Number each line of the rows below, from the line with "Target: tree line" through the last row, and leave out any blank lines.
===== RECORDS PROVIDED
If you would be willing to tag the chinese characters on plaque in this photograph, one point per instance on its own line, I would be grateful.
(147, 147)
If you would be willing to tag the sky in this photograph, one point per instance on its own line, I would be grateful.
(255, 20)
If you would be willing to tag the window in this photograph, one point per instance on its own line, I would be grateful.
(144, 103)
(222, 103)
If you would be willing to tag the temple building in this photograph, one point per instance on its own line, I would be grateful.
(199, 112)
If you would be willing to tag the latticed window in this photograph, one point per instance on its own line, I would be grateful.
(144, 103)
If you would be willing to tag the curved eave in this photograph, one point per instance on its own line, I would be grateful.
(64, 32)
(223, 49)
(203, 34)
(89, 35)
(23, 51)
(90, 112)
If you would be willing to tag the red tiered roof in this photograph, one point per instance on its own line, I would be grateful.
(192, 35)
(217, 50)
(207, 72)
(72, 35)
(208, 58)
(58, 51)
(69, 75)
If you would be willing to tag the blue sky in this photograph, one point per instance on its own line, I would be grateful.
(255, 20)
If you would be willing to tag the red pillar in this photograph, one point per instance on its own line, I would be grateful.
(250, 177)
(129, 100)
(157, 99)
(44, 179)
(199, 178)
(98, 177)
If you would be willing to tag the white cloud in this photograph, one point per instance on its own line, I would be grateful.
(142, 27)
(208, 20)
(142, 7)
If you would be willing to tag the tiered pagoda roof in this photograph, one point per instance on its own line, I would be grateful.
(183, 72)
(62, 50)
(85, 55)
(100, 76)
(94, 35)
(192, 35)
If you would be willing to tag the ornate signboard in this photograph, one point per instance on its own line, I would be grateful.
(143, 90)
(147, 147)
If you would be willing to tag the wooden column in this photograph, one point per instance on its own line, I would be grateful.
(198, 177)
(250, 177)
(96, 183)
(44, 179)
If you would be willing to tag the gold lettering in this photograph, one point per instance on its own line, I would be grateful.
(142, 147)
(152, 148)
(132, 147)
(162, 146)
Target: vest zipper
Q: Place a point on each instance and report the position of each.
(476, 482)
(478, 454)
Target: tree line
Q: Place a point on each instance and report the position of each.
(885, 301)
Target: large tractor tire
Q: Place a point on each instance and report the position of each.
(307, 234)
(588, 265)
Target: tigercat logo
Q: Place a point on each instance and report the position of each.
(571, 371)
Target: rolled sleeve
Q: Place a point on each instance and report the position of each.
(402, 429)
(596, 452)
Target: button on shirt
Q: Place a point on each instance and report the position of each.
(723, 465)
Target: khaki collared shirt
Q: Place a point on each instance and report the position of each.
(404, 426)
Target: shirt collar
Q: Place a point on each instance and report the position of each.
==========
* FINAL ANSWER *
1. Target: tree line
2. Q: Place a point on each instance and report the position of each.
3. (885, 301)
4. Target: large tractor tire
5. Q: Place a point on each instance and report the position of each.
6. (307, 234)
7. (588, 265)
8. Target: tigercat logo
9. Q: Place a point on each instance and report the position of each.
10. (571, 371)
11. Target: rolled sleeve
12. Q: Place a point on each instance and report the position of each.
13. (402, 429)
14. (596, 452)
15. Target: button on shirt
16. Q: Place a point on each instance and report the position of each.
17. (723, 465)
18. Target: khaki collared shirt
19. Q: Place a point on each instance and report the position of each.
20. (404, 426)
21. Target: shirt collar
22. Q: Place a point on each instance and report the position of each.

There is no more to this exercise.